■ **TO DO**
Return each line below that contains the string "house", copied in full. Matching is case-sensitive.

■ **THE DATA**
□ □ □ □ □ □ □

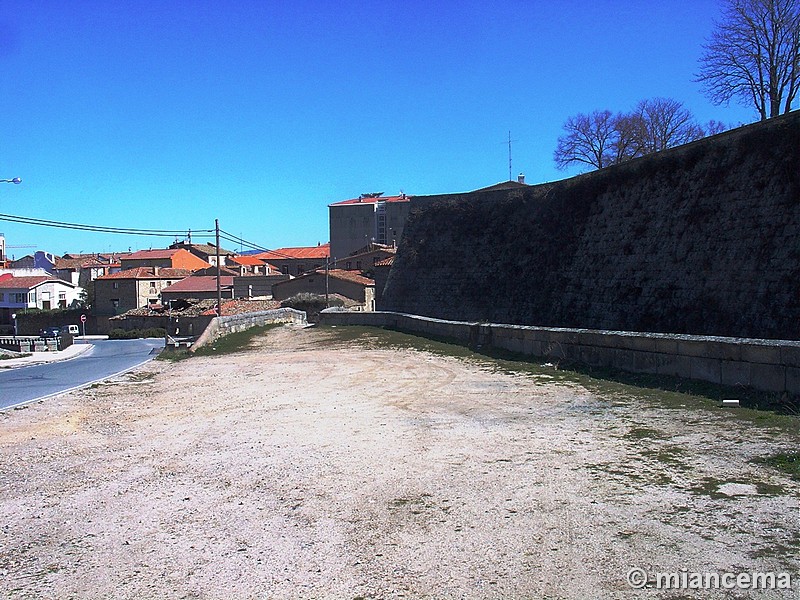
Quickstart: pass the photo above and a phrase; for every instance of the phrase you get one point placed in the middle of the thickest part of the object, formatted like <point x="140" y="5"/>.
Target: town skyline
<point x="260" y="115"/>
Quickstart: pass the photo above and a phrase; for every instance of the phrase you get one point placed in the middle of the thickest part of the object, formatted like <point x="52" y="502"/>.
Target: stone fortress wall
<point x="703" y="239"/>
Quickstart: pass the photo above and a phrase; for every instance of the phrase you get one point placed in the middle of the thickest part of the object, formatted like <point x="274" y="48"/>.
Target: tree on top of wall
<point x="754" y="56"/>
<point x="601" y="138"/>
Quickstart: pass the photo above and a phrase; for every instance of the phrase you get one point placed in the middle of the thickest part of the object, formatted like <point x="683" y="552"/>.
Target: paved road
<point x="107" y="358"/>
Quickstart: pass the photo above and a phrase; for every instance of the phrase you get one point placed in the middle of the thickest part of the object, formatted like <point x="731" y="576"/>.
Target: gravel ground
<point x="308" y="467"/>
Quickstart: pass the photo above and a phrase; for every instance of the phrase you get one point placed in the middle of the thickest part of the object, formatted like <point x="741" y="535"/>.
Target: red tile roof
<point x="147" y="273"/>
<point x="401" y="198"/>
<point x="79" y="263"/>
<point x="202" y="283"/>
<point x="151" y="254"/>
<point x="26" y="283"/>
<point x="304" y="252"/>
<point x="251" y="261"/>
<point x="348" y="276"/>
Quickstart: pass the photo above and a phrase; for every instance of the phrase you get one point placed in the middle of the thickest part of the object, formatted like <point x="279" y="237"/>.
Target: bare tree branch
<point x="753" y="55"/>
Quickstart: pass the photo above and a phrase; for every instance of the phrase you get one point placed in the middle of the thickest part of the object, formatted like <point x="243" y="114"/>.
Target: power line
<point x="97" y="228"/>
<point x="229" y="237"/>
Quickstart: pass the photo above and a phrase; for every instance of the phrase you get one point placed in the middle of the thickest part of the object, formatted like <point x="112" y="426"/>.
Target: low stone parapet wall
<point x="222" y="326"/>
<point x="767" y="365"/>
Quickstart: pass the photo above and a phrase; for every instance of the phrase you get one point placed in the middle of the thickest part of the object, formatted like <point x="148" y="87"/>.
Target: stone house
<point x="44" y="292"/>
<point x="203" y="287"/>
<point x="297" y="260"/>
<point x="369" y="218"/>
<point x="170" y="259"/>
<point x="205" y="252"/>
<point x="349" y="284"/>
<point x="364" y="259"/>
<point x="256" y="286"/>
<point x="132" y="288"/>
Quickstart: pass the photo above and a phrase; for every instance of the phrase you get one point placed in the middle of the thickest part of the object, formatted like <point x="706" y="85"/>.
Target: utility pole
<point x="219" y="286"/>
<point x="327" y="263"/>
<point x="510" y="177"/>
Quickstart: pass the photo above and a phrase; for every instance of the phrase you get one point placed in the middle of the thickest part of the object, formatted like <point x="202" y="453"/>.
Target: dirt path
<point x="307" y="469"/>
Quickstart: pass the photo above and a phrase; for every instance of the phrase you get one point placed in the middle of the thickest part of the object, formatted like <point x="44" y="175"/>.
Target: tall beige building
<point x="369" y="218"/>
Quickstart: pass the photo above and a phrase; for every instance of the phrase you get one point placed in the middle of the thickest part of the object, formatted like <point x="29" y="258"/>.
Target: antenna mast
<point x="509" y="155"/>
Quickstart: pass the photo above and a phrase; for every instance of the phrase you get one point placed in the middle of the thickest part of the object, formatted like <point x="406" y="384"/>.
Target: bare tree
<point x="601" y="139"/>
<point x="754" y="55"/>
<point x="588" y="140"/>
<point x="662" y="123"/>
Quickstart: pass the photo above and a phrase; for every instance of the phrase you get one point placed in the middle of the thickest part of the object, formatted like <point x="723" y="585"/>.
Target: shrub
<point x="132" y="334"/>
<point x="312" y="304"/>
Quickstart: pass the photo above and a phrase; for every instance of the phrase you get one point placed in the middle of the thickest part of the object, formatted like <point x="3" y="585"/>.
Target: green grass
<point x="229" y="344"/>
<point x="10" y="356"/>
<point x="788" y="462"/>
<point x="762" y="409"/>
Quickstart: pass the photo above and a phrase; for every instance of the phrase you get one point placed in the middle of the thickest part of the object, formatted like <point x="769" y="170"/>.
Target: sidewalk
<point x="37" y="358"/>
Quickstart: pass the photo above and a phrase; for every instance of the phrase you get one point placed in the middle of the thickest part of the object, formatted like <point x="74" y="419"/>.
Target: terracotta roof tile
<point x="401" y="198"/>
<point x="252" y="261"/>
<point x="349" y="276"/>
<point x="304" y="252"/>
<point x="203" y="283"/>
<point x="26" y="283"/>
<point x="147" y="273"/>
<point x="151" y="254"/>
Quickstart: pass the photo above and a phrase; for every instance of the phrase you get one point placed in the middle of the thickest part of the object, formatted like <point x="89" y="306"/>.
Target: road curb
<point x="39" y="358"/>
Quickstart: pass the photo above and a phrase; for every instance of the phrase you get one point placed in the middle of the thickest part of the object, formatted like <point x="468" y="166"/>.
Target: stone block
<point x="735" y="372"/>
<point x="647" y="362"/>
<point x="677" y="366"/>
<point x="640" y="343"/>
<point x="623" y="359"/>
<point x="761" y="353"/>
<point x="793" y="380"/>
<point x="593" y="338"/>
<point x="770" y="378"/>
<point x="532" y="347"/>
<point x="790" y="355"/>
<point x="698" y="348"/>
<point x="666" y="345"/>
<point x="706" y="369"/>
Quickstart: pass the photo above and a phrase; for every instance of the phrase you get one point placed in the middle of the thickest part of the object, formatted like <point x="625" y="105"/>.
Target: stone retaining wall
<point x="767" y="365"/>
<point x="222" y="326"/>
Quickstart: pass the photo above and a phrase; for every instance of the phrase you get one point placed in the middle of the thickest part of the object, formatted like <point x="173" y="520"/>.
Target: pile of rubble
<point x="195" y="308"/>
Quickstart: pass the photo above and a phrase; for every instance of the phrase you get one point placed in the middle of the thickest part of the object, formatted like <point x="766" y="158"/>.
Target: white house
<point x="38" y="291"/>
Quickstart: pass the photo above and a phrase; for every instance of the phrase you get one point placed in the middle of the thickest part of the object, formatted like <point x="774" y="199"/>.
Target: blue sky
<point x="167" y="115"/>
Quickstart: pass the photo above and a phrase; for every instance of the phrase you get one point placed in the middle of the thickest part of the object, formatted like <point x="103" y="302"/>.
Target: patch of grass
<point x="638" y="433"/>
<point x="788" y="462"/>
<point x="170" y="355"/>
<point x="762" y="409"/>
<point x="669" y="455"/>
<point x="10" y="356"/>
<point x="234" y="342"/>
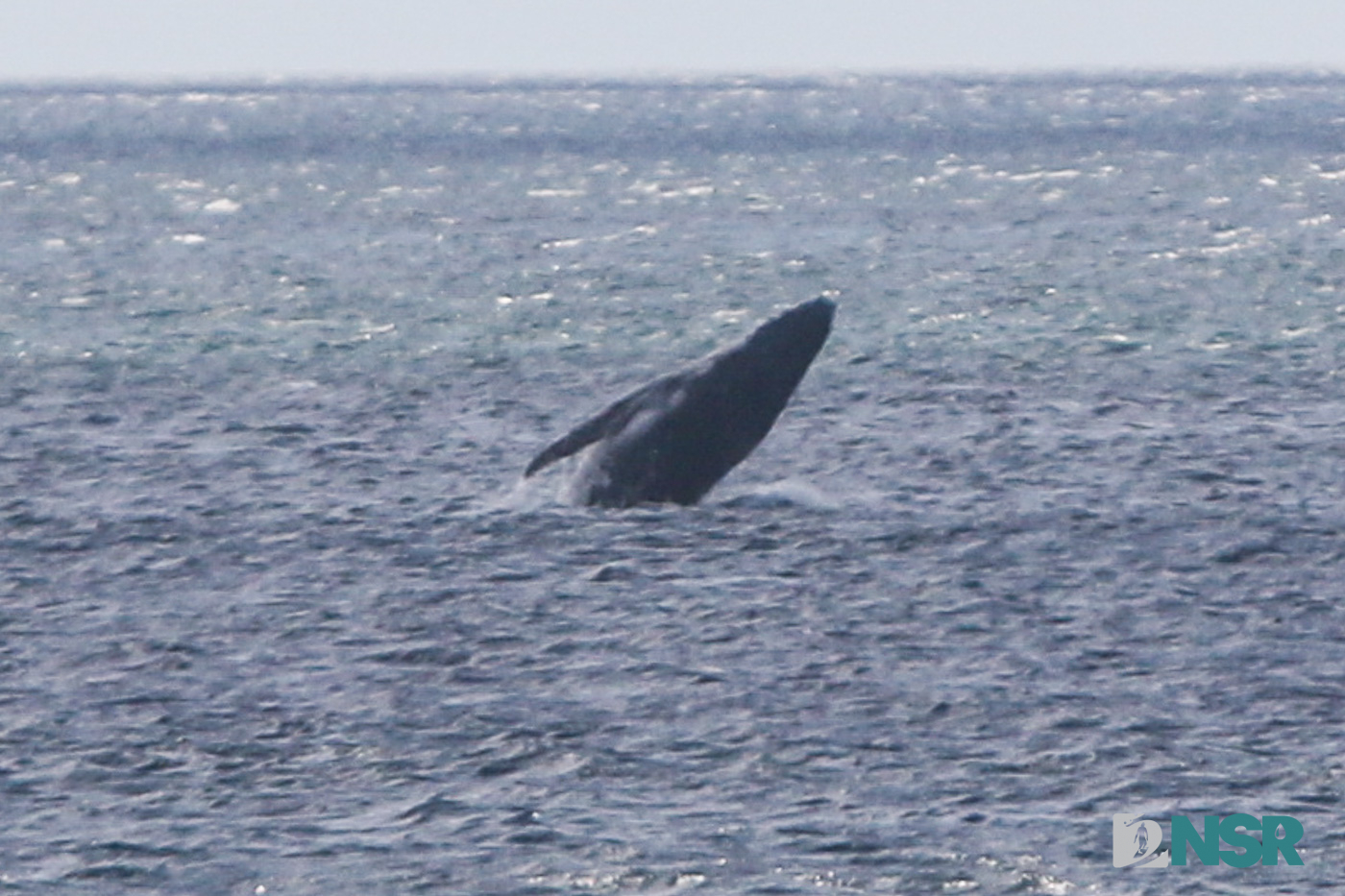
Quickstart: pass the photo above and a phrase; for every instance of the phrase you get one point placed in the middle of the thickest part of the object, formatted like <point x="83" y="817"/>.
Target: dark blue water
<point x="1052" y="530"/>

□ □ □ □ □ □ □

■ **EXERCISE SOLUTION**
Target: stone house
Target: white house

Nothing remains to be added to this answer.